(TASK INPUTS begins)
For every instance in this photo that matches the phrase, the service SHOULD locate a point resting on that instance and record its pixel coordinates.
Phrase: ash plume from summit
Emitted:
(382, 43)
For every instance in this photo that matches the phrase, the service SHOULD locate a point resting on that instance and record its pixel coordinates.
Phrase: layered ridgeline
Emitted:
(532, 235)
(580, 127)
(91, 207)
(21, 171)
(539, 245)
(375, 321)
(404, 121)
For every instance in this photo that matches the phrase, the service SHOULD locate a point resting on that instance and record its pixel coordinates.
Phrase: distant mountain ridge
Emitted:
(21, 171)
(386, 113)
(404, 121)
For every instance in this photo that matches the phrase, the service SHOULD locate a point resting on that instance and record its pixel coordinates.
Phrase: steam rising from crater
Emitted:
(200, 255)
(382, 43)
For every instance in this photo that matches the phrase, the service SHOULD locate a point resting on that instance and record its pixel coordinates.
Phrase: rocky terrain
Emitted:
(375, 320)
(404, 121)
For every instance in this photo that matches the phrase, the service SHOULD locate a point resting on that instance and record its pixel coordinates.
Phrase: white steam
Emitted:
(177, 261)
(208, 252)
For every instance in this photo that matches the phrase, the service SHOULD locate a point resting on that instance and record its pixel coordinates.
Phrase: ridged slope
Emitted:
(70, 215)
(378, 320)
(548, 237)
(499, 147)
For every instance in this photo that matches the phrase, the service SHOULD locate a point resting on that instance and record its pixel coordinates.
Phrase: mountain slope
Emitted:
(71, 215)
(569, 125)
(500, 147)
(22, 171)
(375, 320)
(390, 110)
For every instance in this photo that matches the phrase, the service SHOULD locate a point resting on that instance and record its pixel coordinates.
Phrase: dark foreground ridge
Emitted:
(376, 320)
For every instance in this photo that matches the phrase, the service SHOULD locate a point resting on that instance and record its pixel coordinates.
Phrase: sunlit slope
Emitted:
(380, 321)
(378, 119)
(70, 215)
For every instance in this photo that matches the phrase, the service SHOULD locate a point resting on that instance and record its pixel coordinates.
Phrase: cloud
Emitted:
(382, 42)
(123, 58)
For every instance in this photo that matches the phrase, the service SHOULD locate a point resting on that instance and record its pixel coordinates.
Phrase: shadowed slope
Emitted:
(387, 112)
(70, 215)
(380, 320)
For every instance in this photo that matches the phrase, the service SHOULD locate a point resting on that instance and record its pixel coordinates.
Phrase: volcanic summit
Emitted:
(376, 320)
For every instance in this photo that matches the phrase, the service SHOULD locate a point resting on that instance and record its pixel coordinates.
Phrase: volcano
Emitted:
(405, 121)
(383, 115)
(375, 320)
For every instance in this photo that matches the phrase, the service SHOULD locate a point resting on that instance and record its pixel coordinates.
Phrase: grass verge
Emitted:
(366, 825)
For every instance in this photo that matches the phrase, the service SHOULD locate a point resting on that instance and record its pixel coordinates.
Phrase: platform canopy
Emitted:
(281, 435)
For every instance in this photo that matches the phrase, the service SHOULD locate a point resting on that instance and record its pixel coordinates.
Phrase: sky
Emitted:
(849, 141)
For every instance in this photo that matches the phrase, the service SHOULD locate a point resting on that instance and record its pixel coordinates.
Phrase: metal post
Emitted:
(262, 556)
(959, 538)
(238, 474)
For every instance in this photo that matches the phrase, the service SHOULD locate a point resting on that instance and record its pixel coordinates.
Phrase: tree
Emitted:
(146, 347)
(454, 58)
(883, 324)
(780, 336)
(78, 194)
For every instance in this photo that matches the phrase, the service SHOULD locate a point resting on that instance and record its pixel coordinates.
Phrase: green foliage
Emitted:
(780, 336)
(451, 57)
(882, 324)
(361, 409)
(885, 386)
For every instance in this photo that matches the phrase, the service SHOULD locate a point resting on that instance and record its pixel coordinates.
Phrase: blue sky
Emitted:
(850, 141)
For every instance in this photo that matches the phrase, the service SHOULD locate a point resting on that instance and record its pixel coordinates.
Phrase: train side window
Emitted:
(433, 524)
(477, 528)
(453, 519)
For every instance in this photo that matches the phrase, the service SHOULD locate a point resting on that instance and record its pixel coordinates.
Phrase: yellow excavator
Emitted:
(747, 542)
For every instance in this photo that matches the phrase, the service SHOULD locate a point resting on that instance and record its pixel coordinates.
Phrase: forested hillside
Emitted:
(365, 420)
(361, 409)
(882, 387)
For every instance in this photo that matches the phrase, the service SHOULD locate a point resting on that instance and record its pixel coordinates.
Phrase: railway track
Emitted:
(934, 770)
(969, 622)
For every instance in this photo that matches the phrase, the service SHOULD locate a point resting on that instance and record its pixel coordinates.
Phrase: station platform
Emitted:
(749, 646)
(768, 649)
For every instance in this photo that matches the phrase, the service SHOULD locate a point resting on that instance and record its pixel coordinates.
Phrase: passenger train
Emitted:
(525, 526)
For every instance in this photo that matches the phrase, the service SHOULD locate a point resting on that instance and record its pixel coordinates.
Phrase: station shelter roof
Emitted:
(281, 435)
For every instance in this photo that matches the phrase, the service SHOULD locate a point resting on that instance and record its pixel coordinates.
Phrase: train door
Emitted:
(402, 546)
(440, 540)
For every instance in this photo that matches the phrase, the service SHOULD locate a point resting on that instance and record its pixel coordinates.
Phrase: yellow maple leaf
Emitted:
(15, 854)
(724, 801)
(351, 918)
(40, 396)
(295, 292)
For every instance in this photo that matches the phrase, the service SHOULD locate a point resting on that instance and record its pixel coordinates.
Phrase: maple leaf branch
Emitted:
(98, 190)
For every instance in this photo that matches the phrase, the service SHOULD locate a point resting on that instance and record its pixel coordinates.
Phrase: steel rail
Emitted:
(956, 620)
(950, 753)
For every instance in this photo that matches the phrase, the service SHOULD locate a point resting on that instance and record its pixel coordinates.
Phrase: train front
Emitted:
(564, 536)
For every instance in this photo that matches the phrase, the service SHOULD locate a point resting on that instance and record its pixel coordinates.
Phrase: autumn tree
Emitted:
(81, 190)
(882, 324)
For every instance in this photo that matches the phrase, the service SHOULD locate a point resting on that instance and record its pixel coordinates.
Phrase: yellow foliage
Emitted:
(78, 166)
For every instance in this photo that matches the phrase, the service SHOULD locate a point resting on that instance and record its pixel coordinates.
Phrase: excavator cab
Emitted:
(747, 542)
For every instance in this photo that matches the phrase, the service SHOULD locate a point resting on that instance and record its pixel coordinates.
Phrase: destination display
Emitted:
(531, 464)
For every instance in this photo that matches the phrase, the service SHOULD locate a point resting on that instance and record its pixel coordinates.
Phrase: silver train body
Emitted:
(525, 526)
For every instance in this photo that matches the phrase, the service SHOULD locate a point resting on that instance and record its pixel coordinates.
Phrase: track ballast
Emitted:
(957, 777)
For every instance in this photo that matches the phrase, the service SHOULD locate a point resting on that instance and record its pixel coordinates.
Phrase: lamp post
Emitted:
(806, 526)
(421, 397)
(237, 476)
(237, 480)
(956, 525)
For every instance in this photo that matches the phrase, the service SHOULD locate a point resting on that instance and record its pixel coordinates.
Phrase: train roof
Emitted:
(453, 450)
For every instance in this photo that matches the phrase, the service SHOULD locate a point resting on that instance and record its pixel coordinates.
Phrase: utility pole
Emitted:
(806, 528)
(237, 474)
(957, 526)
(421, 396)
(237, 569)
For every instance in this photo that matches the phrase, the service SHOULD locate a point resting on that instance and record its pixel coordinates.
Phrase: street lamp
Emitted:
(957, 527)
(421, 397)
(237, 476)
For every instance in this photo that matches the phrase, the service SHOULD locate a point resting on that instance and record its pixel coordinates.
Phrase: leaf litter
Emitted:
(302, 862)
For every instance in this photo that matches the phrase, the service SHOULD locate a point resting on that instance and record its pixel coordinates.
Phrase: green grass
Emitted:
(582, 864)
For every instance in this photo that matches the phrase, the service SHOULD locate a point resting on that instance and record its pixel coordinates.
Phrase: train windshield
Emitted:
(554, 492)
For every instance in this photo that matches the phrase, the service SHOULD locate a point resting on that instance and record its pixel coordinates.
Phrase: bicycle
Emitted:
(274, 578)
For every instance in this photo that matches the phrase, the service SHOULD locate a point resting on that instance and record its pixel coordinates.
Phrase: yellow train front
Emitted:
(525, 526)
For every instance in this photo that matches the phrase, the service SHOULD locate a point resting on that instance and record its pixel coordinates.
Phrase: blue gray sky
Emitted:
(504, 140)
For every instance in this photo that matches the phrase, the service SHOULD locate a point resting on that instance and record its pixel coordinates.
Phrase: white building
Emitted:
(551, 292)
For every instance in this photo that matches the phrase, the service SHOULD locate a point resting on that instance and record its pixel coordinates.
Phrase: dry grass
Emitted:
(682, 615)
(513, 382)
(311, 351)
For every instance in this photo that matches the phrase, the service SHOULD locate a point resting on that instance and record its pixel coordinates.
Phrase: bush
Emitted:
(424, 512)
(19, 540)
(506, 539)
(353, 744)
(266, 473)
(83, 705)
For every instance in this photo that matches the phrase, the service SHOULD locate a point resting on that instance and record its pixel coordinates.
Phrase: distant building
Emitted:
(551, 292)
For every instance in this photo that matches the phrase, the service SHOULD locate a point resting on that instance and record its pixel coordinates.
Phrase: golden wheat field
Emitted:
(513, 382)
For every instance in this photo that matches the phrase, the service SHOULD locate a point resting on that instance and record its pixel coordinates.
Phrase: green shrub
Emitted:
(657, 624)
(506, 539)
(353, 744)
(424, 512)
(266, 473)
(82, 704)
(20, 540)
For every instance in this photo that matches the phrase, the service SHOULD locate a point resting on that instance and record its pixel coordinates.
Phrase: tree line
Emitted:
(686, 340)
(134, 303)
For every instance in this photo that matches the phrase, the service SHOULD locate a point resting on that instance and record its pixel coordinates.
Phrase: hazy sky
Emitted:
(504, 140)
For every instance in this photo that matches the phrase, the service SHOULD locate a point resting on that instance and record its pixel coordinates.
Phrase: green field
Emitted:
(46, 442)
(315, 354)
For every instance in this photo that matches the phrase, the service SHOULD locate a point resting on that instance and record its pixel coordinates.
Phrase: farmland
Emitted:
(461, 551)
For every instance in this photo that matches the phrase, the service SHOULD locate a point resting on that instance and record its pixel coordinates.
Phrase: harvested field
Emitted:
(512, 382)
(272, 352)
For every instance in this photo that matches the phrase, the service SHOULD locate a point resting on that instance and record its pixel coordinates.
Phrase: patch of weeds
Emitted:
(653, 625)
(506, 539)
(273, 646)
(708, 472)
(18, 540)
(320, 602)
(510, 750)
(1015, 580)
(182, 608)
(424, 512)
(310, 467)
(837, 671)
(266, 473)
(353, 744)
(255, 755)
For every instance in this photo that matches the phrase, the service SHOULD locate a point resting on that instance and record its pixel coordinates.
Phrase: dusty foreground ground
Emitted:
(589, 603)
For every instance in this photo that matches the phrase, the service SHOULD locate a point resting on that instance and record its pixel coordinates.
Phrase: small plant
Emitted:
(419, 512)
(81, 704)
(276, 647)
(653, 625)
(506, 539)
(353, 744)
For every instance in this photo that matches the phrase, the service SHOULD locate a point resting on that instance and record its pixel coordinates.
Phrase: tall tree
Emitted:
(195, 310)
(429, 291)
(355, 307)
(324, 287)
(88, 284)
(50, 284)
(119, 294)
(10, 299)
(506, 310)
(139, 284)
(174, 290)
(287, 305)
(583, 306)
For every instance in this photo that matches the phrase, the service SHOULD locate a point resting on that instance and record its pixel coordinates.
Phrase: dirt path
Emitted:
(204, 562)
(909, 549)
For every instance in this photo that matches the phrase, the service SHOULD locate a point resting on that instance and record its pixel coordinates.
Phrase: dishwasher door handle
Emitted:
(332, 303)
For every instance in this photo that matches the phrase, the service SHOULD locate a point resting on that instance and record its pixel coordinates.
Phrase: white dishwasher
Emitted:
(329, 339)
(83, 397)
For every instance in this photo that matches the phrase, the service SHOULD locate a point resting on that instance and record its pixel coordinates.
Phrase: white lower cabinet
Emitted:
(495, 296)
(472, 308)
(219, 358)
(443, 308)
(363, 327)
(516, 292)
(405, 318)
(TASK INPUTS ends)
### TASK INSTRUCTIONS:
Which lines above contain the word "dishwasher"? Show each of them.

### OUTPUT OF THE TASK:
Phrase: dishwasher door handle
Phrase: white dishwasher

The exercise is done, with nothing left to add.